» Required action A
From the Ernst Curtius text below, reproduce verbatim the passage running from "- Die Ausgrabungen" up to and including "F. Adler, 1890–1898)".
» Required action B
In the Ernst Curtius text below, on what date did Curtius sign the agreement at Athens that required the Germans to leave all finds in Greece?

++++ Supplied text

He was born in Lübeck. On completing his university studies he was chosen by C. A. Brandis to accompany him on a journey to Greece for the prosecution of archaeological researches. Curtius then became Karl Otfried Müller's companion in his exploration of the Peloponnese, and on Müller's death in 1840 he returned to Germany. In 1844, he became an extraordinary professor at the University of Berlin, and in the same year he was appointed tutor to Prince Frederick William (afterwards the Emperor Frederick III), a post which he held until 1850.

After holding a professorship at Göttingen and undertaking a further journey to Greece in 1862, Curtius was appointed (in 1863) ordinary professor at Berlin. In 1874, he was sent to Athens by the German government and there concluded an agreement by which the excavations at Olympia were entrusted exclusively to Germany. Curtius was elected an International Honorary Member of the American Academy of Arts and Sciences in 1876. In 1891 Curtius was elected a member of the American Antiquarian Society. He was elected an International Member of the American Philosophical Society in 1895. Curtius died in Berlin on 11 July 1896.

==Excavation in Olympia==
On 10 June 1852 Ernst Curtius delivered his famous oration on Olympia at the Singakademie in Berlin in the presence of royal family, which marked the first step towards excavations of Olympia, and gave great impetus for the historical archaeological works in Greece. Following the death of Eduard Gerhard in 1867, Curtius succeeded him as professor of classical archaeology at Berlin. At the same time, Curtius served as a director of the Altes Museum and Antiquarium. The Turko-Russian War (1877–78) delayed the process of reaching an agreement between Greek and German governments for undertaking excavation at Olympia.

Curtius's imperial connections helped him to convince the government to nationalize the German Archaeological Institute in 1874, and open a branch in Athens. In 1874, the Greek government granted the exclusive right to the German Archaeological Institute to excavate at Olympia. A landmark agreement in the history of archaeology was signed by Curtius on 25 April 1874 at Athens, which mandated the Germans to leave all finds in Greece. A special museum was built on the site for this purpose.

In 1875 Curtius led large-scale expeditions of archeologists to systematically unearth Olympia. The first excavation was begun at Olympic in Elis, the original Olympic site, where for a thousand years, the Olympic Games had been held. Within six years, they cleared the Olympic stadium, with its runner's starting blocks and judges’ seat. The excavators also uncovered temple of Zeus’s and Hera.

The findings were published in scientific journals in voluminous throughout Europe between 1890 and 1897. Similarly, the German archaeologists were able to bring to life the knowledge of Olympic with paintings of the Olympic site, and the procedures of the Olympic Games. These helped the western world to understand the importance of reviving the Olympic Games.

==Works==
His best-known work is his History of Greece (1857–1867). It presented in an attractive style what were then the latest results of scholarly research, but it was criticized as wanting in erudition. It is now superseded. His other writings are chiefly archaeological. The most important are:
- Die Akropolis von Athen (1844)
- Naxos (1846)
- Peloponnesos, eine historisch-geographische Beschreibung der Halbinsel (1851)
- Olympia (1852)
- Die Ionier vor der ionischen Wanderung (1855)
- Attische Studien (1862–1865)
- Ephesos (1874)
- Die Ausgrabungen zu Olympia (1877, etc.)
- Olympia und Umgegend (edited by Curtius and F. Adler, 1882)
- Olympia. Die Ergebnisse der von dem deutschen Reich veranstalteten Ausgrabung (with F. Adler, 1890–1898)
- Die Stadtgeschichte von Athen (1891)
- Gesammelte Abhandlungen (1894)

His collected speeches and lectures were published under the title of Altertum und Gegenwart (5th ed., 1903 foll.), to which a third volume was added under the title of Unter drei Kaisern (2nd ed., 1895).

==Family==
His brother, Georg Curtius, was a noted philologist.

++++++++
++++ Dataset records

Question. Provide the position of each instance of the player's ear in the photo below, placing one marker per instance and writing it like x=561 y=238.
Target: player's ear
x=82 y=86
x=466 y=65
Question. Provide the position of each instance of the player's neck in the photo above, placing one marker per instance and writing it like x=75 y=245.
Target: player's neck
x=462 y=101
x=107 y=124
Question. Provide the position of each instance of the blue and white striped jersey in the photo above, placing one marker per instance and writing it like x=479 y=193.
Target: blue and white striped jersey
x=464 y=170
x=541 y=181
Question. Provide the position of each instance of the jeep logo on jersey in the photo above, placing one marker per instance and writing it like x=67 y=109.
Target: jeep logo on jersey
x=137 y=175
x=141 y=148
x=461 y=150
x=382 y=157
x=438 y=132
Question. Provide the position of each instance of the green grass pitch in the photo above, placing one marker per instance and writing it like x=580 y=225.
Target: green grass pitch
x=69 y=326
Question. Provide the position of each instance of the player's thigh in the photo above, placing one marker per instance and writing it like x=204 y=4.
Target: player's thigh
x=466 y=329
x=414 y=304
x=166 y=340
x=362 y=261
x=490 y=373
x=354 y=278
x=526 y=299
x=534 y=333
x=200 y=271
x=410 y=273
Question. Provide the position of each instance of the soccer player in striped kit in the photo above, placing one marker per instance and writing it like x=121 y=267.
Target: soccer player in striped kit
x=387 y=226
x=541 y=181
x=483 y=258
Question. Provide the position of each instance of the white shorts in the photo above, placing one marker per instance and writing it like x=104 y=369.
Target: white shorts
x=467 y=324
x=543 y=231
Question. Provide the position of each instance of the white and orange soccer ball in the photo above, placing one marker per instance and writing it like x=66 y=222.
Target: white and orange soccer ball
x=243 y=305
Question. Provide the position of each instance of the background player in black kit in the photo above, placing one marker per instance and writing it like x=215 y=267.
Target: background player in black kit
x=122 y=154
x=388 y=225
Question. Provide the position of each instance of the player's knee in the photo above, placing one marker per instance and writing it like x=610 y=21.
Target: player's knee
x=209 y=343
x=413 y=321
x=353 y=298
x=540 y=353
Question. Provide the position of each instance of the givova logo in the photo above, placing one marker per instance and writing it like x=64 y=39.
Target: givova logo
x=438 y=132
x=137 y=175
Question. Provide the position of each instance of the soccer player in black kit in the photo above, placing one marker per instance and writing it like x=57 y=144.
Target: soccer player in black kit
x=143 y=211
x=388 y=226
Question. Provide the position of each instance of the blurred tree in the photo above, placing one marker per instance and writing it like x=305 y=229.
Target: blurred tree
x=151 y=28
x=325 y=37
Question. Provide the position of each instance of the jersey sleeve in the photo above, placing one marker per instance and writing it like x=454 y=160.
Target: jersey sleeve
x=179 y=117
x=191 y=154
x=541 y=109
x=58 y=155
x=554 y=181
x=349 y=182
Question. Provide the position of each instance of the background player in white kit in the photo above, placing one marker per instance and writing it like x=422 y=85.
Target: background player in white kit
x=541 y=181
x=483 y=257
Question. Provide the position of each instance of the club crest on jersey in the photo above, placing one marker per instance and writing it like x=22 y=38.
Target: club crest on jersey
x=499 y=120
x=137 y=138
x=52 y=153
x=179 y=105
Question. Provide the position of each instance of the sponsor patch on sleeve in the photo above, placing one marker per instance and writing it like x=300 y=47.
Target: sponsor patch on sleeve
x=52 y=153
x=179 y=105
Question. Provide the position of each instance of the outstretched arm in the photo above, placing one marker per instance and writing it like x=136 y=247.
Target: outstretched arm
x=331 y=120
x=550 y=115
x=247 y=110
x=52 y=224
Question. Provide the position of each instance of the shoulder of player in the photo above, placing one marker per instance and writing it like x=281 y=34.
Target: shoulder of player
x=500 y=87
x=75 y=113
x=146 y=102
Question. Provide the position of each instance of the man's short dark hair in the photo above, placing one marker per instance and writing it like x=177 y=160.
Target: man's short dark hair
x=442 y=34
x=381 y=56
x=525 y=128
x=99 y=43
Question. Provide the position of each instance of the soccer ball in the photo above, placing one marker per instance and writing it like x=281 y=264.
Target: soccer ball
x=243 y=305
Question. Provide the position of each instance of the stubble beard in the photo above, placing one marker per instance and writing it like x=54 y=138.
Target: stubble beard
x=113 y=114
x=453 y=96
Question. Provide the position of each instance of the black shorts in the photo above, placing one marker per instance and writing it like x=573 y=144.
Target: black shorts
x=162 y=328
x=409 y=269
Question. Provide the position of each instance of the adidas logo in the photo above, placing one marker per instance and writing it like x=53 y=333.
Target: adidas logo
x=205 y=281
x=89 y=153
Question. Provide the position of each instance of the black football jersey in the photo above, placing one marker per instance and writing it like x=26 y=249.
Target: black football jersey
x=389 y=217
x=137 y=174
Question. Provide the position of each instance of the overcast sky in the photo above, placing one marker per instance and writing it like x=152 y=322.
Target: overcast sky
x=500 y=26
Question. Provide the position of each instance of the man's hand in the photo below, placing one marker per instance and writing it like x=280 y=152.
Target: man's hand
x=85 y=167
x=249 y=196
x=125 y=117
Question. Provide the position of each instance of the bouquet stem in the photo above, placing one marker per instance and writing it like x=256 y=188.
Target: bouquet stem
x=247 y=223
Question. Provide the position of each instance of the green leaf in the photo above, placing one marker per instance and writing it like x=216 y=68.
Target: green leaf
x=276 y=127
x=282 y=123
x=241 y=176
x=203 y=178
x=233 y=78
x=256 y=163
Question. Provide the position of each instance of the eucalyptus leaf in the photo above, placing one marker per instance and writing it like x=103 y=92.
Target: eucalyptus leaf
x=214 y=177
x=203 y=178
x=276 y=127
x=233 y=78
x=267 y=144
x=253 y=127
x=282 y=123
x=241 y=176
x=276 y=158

++++++++

» Response box A
- Die Ausgrabungen zu Olympia (1877, etc.)
- Olympia und Umgegend (edited by Curtius and F. Adler, 1882)
- Olympia. Die Ergebnisse der von dem deutschen Reich veranstalteten Ausgrabung (with F. Adler, 1890–1898)

» Response box B
25 April 1874